-- BEGIN ITEMS --

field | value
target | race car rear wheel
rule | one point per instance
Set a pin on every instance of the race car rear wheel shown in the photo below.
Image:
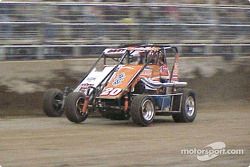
(53, 103)
(188, 107)
(142, 110)
(73, 107)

-- END ITEMS --

WHAT TO PRODUCE →
Pull out every line of the entries above word for word, leaving the pictures out.

EXERCISE ANSWER →
field | value
target | race car rear wheel
rule | one point per instance
Set a pin on every instance of the race car rear wheel shown in the photo below.
Image:
(53, 103)
(188, 107)
(142, 110)
(73, 107)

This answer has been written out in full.